--- START Listed entries ---

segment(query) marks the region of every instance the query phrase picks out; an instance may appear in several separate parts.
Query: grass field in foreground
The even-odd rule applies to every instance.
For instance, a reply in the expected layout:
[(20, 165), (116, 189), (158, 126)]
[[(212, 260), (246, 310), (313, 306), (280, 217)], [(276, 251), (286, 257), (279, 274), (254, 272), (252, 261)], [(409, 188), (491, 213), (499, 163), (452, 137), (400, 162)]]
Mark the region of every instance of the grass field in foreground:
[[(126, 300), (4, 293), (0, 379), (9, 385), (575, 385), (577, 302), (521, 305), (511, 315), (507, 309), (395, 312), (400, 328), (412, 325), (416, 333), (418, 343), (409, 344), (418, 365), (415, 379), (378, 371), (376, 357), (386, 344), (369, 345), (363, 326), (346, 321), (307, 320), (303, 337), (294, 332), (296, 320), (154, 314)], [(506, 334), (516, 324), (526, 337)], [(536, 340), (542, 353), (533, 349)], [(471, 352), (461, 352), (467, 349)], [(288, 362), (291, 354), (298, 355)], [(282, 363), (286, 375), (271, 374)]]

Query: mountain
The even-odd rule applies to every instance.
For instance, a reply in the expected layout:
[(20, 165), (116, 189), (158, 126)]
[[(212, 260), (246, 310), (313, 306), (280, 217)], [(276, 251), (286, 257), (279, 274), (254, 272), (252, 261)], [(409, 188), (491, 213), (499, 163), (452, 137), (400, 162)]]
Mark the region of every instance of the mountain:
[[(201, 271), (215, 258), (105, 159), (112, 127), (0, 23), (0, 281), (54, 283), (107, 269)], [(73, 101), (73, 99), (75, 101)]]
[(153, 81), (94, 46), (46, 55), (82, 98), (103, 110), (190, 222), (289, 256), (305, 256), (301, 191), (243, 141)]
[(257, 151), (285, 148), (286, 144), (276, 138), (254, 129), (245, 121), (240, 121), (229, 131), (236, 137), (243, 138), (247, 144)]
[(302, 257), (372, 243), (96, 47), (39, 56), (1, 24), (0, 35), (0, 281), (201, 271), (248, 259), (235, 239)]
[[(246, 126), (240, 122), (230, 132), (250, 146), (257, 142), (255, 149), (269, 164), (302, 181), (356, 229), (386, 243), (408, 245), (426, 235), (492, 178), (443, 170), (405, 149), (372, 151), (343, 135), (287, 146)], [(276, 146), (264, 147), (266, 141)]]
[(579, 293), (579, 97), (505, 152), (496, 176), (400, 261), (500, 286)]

--- END Listed entries ---

### Goal
Copy all of the data above word for word, keeping every line, number, and bracket unchanged.

### Task answer
segment(query) marks the region of every instance the query phrase picks out; an instance may appear in several separate parts.
Query: grass field in foreground
The even-odd rule applies to every instance.
For instance, a reply in the expected layout:
[(20, 165), (116, 189), (158, 126)]
[[(212, 260), (246, 310), (313, 306), (280, 217)], [(276, 251), (286, 257), (279, 274), (254, 272), (252, 261)], [(409, 188), (491, 213), (499, 163), (452, 137), (400, 162)]]
Mark the region of every instance of the grass field in foreground:
[[(126, 300), (4, 293), (0, 379), (9, 385), (575, 385), (577, 302), (521, 305), (511, 315), (507, 309), (395, 312), (400, 328), (412, 325), (416, 333), (418, 343), (409, 344), (418, 365), (415, 379), (378, 371), (376, 357), (386, 344), (369, 345), (363, 326), (346, 321), (307, 320), (303, 337), (294, 332), (296, 320), (154, 314)], [(506, 334), (516, 324), (526, 337)], [(536, 340), (542, 353), (533, 349)], [(471, 352), (461, 352), (467, 349)], [(288, 362), (291, 354), (298, 355)], [(282, 363), (286, 375), (271, 374)]]

Query: mountain
The even-odd rule applies to every instance.
For instance, a reply in the expected layout:
[(20, 165), (116, 189), (158, 126)]
[[(212, 260), (246, 310), (313, 306), (280, 217)], [(276, 251), (286, 257), (279, 274), (254, 272), (252, 261)], [(409, 188), (491, 213), (499, 163), (452, 137), (400, 162)]]
Mark the region of every instance of the mountain:
[[(201, 271), (215, 258), (105, 159), (112, 127), (0, 23), (0, 281), (54, 283), (107, 269)], [(73, 101), (73, 99), (75, 101)]]
[(153, 81), (94, 46), (46, 55), (82, 98), (103, 110), (190, 222), (289, 256), (305, 256), (301, 191), (243, 141)]
[(257, 151), (285, 148), (286, 144), (276, 138), (254, 129), (245, 121), (240, 121), (229, 131), (236, 137), (243, 138), (247, 144)]
[(302, 257), (372, 243), (96, 47), (39, 56), (1, 24), (0, 35), (0, 281), (201, 271), (248, 259), (235, 239)]
[[(246, 126), (240, 122), (230, 132), (250, 146), (257, 142), (255, 149), (269, 164), (302, 181), (356, 229), (386, 243), (408, 245), (426, 235), (492, 178), (443, 170), (405, 149), (372, 151), (343, 135), (287, 146)], [(276, 146), (264, 147), (266, 141)]]
[(579, 293), (579, 97), (505, 152), (496, 176), (400, 261), (500, 286)]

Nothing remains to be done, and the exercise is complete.